§ Consigne A:
Modifiez le texte sur les actions médiatiques de Greenpeace, de « C’est en quelque » jusqu'à « milieu de prédilection. », en y remplaçant « zodiacs » par « canots pneumatiques ». Redonnez ensuite tout ce passage.
§ Consigne B:
D'après le texte sur les actions médiatiques de Greenpeace, quelle part du budget les actions de confrontation absorbent-elles selon Bruno Rebelle ?

§ Extrait du texte:
******
Les actions médiatiques et la communication de Greenpeace

Actions médiatiques et autres méthodes de Greenpeace

2. Les actions médiatiques et les autres méthodes

C’est la quatrième étape de la stratégie de campagne. Greenpeace pour contester, organise des actions directes non violentes et médiatiques. Elle est fortement connue pour cela.

Sa grande liberté d’expression, en raison de son indépendance financière et politique, lui permet ce mode d’actions. C’est une forme de désobéissance civile, puisque l’association peut aller au delà de la légalité, mais toujours en faveur d’une cause légitime.

Sur son site Internet l’association se justifie : «Le cycle investigation, argumentation, information, concertation, devrait suffire, mais la plupart du temps il est indispensable de forcer le débat, d’obliger les acteurs à reconnaître leurs méfaits et d’imposer la prise en compte de certaines considérations environnementales.

Les actions de confrontation font la spécificité de Greenpeace et montre sa détermination à ne pas nous laisser faire.

La dimension médiatique et spectaculaire de ces actions est utilisée à dessein comme un moyen.»

Ainsi pour Truchet (2005 p 43) Greenpeace développe des «pseudo événements», terme de Jean Charron pour désigner «une action symbolique dont la raison d’être est la diffusion publique d’un message qui passerait difficilement la rampe sans le geste d’éclat qui l’accompagne».

C’est en quelque sorte comme une publicité pour eux.

Elle a accru sa notoriété dès 1975 avec sa lutte contre la chasse à la baleine à bord de zodiacs….Elle a en effet une force maritime avec trois grands navires (l’Arctic Sunrise, l’Esperanza, et le Rainbow Warrior II), la mer est son milieu de prédilection.

Pour Eric Dacheux, les bateaux de l’association constituent même une sorte de médias alternatifs, ils sont des portes paroles, des «bureaux itinérants d’information et de propagande» (1997, p195), permettant de relayer les campagnes ou les actions.

Cependant cela est très organisé.

Ces actions n’interviennent qu’à la fin, après des rencontres, des discussions quand les autres solutions ont été épuisées.

Bruno Rebelle l’explique : «les actions de confrontation ne représentent que 10 à 15% de notre temps de travail et absorbent 20 à 25% de notre budget» (cité par Antoine de Ravignan, 2003, p89).

Nadege Fréour (2004), explique que ce genre d’action rentre dans ce qu’appelle Eric Neveu, le répertoire d’actions de 3éme génération, que l’on a vu dans la première partie.

La mise en scène, le symbolique y est plus important que le nombre de manifestants.

Selon Vitral (2008, p 152), «Greenpeace est spécialiste dans l’étude des critères de newsworthyness (valeur d’information) à partir desquels les journalistes définissent les événements qui méritent d’être diffusés».

Pour Sylvie Ollitrault et Denis Chartier (2002), Greenpeace grâce à sa maitrise des moyens de communcation, de transport, peut agir simultanément à tout moment et n’importe où pour influer sur les décisions des instances internationales sans être limitée par des contingences spatiales ou temporelles.

L’organisation concrète de ces missions se fait dans le plus grand secret et en coordination avec plusieurs services.
******
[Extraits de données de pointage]
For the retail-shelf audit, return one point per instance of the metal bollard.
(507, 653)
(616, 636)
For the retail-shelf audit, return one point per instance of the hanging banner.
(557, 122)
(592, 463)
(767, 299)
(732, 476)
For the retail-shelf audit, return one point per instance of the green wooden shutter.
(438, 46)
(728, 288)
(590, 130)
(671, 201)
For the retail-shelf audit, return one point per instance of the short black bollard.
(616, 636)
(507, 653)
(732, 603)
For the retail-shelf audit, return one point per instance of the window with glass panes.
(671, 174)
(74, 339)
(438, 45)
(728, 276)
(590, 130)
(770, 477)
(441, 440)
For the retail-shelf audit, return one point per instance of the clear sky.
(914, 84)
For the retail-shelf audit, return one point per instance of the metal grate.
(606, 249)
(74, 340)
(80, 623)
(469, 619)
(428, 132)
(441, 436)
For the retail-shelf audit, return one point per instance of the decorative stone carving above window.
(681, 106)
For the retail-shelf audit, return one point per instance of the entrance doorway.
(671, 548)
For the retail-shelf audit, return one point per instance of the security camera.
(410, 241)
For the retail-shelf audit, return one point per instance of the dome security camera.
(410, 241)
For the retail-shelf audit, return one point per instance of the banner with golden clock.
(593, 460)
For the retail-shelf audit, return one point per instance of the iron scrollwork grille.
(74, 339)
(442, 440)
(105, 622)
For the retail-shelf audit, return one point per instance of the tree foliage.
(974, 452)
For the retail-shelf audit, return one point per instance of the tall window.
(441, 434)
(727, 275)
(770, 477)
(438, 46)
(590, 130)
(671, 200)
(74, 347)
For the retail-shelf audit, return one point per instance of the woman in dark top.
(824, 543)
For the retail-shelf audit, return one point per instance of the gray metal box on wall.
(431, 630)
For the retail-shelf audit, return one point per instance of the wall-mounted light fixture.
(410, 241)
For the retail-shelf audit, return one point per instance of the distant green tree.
******
§ Réponse rédigée A:
C’est en quelque sorte comme une publicité pour eux.

Elle a accru sa notoriété dès 1975 avec sa lutte contre la chasse à la baleine à bord de canots pneumatiques….Elle a en effet une force maritime avec trois grands navires (l’Arctic Sunrise, l’Esperanza, et le Rainbow Warrior II), la mer est son milieu de prédilection.

§ Réponse rédigée B:
Elles absorbent 20 à 25 % du budget.